> Instructions to follow
Please pick out and copy every line of the records below that contains the word "dark". Matches are case-sensitive.

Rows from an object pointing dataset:
## start

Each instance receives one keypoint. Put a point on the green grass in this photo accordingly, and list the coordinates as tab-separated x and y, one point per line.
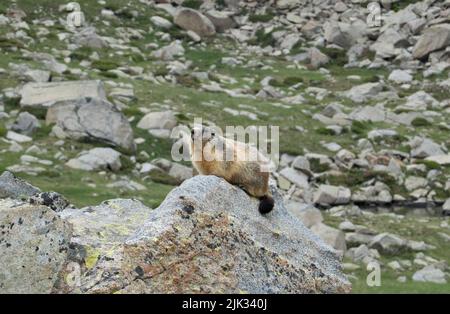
193	4
263	18
408	228
420	122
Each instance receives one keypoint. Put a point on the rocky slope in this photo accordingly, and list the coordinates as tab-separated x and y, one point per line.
206	237
363	111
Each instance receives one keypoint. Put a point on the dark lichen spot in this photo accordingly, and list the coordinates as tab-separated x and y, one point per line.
188	209
139	271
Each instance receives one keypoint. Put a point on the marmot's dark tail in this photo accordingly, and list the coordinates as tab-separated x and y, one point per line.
266	204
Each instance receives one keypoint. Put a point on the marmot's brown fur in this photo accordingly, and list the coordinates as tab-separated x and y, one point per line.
244	169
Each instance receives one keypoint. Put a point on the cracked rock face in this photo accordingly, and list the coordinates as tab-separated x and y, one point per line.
93	119
33	245
206	237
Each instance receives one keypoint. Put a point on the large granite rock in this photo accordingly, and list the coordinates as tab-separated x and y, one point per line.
46	94
207	236
192	20
12	187
33	244
434	38
93	119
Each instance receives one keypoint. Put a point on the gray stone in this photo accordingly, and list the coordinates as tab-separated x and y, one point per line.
221	20
317	58
46	94
192	20
12	187
53	200
369	113
430	274
333	237
302	163
295	177
423	147
307	214
196	228
19	138
331	195
169	52
413	183
180	172
440	159
364	92
95	120
34	244
400	77
97	159
446	205
26	123
88	37
158	120
388	243
434	38
161	22
362	254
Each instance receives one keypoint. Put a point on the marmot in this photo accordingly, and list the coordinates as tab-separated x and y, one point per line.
245	168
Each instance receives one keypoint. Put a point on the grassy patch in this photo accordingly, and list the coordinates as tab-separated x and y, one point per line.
420	122
262	18
193	4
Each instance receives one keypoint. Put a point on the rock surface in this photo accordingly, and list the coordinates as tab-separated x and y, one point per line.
12	187
206	226
34	244
195	21
93	119
46	94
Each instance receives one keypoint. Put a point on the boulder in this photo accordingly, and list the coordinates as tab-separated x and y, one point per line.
221	20
12	187
46	94
169	52
26	123
296	177
93	119
180	172
19	138
423	148
205	226
400	77
161	22
96	159
434	38
307	214
430	273
333	237
192	20
34	244
388	243
88	37
317	58
158	120
364	92
96	247
331	195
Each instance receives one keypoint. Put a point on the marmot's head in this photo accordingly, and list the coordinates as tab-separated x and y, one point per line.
202	135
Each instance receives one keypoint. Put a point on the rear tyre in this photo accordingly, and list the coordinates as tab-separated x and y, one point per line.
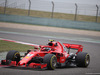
82	59
13	56
51	61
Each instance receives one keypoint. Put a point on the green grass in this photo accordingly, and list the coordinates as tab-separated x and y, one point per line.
7	46
36	13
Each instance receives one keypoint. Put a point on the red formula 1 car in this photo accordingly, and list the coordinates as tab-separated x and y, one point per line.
50	56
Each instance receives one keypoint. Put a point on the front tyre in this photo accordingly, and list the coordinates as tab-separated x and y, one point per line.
13	56
82	59
51	61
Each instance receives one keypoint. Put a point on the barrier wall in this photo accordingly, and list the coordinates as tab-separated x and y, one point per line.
50	22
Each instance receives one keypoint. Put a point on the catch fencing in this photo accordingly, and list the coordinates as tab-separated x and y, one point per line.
51	9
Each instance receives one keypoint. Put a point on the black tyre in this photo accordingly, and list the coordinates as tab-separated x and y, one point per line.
13	56
82	59
51	61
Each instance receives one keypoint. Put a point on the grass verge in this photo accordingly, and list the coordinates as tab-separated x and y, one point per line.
7	46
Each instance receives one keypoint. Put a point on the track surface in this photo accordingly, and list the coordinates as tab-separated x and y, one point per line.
37	37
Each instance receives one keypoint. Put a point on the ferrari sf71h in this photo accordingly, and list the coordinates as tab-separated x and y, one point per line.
54	54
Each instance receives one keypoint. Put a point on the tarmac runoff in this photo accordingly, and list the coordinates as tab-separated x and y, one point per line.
57	37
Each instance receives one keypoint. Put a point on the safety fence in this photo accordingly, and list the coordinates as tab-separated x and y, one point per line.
51	9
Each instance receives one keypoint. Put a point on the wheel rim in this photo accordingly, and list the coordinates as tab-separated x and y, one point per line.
87	60
54	63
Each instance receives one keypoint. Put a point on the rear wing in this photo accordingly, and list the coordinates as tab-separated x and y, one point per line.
74	46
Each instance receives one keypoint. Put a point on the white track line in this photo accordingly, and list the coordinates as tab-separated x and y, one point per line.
30	44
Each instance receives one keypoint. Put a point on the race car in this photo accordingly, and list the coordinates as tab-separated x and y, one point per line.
54	54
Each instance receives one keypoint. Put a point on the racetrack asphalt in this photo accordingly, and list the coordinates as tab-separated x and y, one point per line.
41	37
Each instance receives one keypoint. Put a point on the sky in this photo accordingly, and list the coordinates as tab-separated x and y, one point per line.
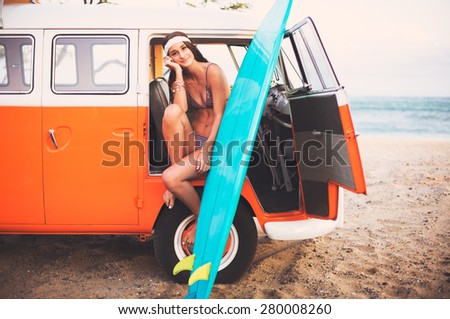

## end

> Answer to the problem
Each instance receives one keypoint. Put a point on the dark lichen spot in this photo accordingly, and list the coordinates as tab-separated x and y, one point per line.
Each instance receives one keypoint. Put a point on the marmot's dark tail in this photo accordingly, and list the coordinates as tab-separated x and y, one point per line.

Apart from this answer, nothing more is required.